**What the task requires:**
Format the material below as a Markdown table with two columns, No. and Line, where each line gets its own row and a running number, and blank lines are left out.

----

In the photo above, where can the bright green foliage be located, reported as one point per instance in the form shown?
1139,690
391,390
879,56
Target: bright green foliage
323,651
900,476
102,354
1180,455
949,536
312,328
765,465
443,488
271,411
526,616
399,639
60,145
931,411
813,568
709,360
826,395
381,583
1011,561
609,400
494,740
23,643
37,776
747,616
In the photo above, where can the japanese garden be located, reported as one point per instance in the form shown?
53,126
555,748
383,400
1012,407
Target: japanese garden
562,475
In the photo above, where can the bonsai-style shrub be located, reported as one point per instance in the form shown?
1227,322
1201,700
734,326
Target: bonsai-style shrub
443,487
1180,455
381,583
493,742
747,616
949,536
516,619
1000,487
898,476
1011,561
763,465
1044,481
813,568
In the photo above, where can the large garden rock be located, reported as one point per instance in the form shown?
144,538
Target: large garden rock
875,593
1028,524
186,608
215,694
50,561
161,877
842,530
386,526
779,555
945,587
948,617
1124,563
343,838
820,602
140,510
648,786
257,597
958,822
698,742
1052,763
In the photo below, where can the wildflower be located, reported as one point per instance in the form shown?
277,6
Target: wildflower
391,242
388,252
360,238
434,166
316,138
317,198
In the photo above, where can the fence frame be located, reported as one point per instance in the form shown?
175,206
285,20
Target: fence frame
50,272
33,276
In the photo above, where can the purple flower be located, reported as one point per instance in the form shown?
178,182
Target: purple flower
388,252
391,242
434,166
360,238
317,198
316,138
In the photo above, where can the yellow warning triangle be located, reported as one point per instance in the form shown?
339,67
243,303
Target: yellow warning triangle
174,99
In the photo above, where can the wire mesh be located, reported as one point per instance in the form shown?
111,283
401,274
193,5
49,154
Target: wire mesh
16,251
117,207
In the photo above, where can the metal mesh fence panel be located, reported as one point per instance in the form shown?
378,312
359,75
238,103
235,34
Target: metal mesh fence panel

----

**Written solution:**
| No. | Line |
|---|---|
| 1 | In the photo above, where can the bright green foliage be located, reported as one point per instance in the form shown? |
| 2 | 1139,690 |
| 3 | 391,390 |
| 4 | 879,56 |
| 5 | Target: bright green foliage |
| 6 | 323,651 |
| 7 | 900,476 |
| 8 | 102,354 |
| 9 | 1180,455 |
| 10 | 949,536 |
| 11 | 312,328 |
| 12 | 765,465 |
| 13 | 443,488 |
| 14 | 271,411 |
| 15 | 526,616 |
| 16 | 399,639 |
| 17 | 60,145 |
| 18 | 931,411 |
| 19 | 813,568 |
| 20 | 709,360 |
| 21 | 826,395 |
| 22 | 381,583 |
| 23 | 1011,561 |
| 24 | 609,400 |
| 25 | 494,740 |
| 26 | 23,643 |
| 27 | 37,776 |
| 28 | 747,616 |
| 29 | In the photo above, where can the japanese garden be located, reported as one point per instance in the form shown? |
| 30 | 53,126 |
| 31 | 555,748 |
| 32 | 383,400 |
| 33 | 1012,407 |
| 34 | Target: japanese garden |
| 35 | 562,475 |
| 36 | In the photo above, where can the bonsai-style shrub be located, reported as one point per instance in the form shown? |
| 37 | 1227,322 |
| 38 | 1201,700 |
| 39 | 734,326 |
| 40 | Target: bonsai-style shrub |
| 41 | 443,487 |
| 42 | 1180,455 |
| 43 | 381,583 |
| 44 | 493,742 |
| 45 | 747,616 |
| 46 | 949,536 |
| 47 | 516,619 |
| 48 | 1000,487 |
| 49 | 898,476 |
| 50 | 1011,561 |
| 51 | 763,465 |
| 52 | 1044,481 |
| 53 | 813,568 |
| 54 | In the photo above, where can the large garden rock be located, reported as one point per instance in the form shown? |
| 55 | 144,538 |
| 56 | Target: large garden rock |
| 57 | 875,593 |
| 58 | 1028,524 |
| 59 | 186,608 |
| 60 | 215,694 |
| 61 | 50,561 |
| 62 | 161,877 |
| 63 | 842,530 |
| 64 | 386,526 |
| 65 | 779,555 |
| 66 | 945,587 |
| 67 | 948,617 |
| 68 | 1124,563 |
| 69 | 343,838 |
| 70 | 820,602 |
| 71 | 140,510 |
| 72 | 648,786 |
| 73 | 257,597 |
| 74 | 958,822 |
| 75 | 698,742 |
| 76 | 1052,763 |
| 77 | In the photo below, where can the wildflower be located, reported as one point per instance in the form shown? |
| 78 | 277,6 |
| 79 | Target: wildflower |
| 80 | 391,242 |
| 81 | 388,252 |
| 82 | 360,238 |
| 83 | 434,166 |
| 84 | 316,138 |
| 85 | 317,198 |
| 86 | In the photo above, where can the fence frame be located, reported as one point per instance in the form shown? |
| 87 | 175,206 |
| 88 | 285,20 |
| 89 | Target: fence frame |
| 90 | 50,272 |
| 91 | 33,276 |
| 92 | In the photo above, where can the purple flower be located, reported as one point per instance in the form shown? |
| 93 | 178,182 |
| 94 | Target: purple flower |
| 95 | 388,252 |
| 96 | 391,242 |
| 97 | 434,166 |
| 98 | 360,238 |
| 99 | 317,198 |
| 100 | 316,138 |
| 101 | In the photo above, where can the yellow warning triangle be located, reported as one point per instance in the form shown? |
| 102 | 339,67 |
| 103 | 243,303 |
| 104 | Target: yellow warning triangle |
| 105 | 174,99 |
| 106 | In the photo above, where can the wire mesh be located, reported as one point per instance in the form shown? |
| 107 | 111,283 |
| 108 | 401,274 |
| 109 | 193,5 |
| 110 | 49,154 |
| 111 | Target: wire mesh |
| 112 | 16,251 |
| 113 | 117,207 |
| 114 | In the photo above, where can the metal mesh fence panel be located, reported as one point per instance in the form shown? |
| 115 | 378,312 |
| 116 | 359,75 |
| 117 | 238,103 |
| 118 | 235,34 |
| 119 | Target: metal mesh fence panel |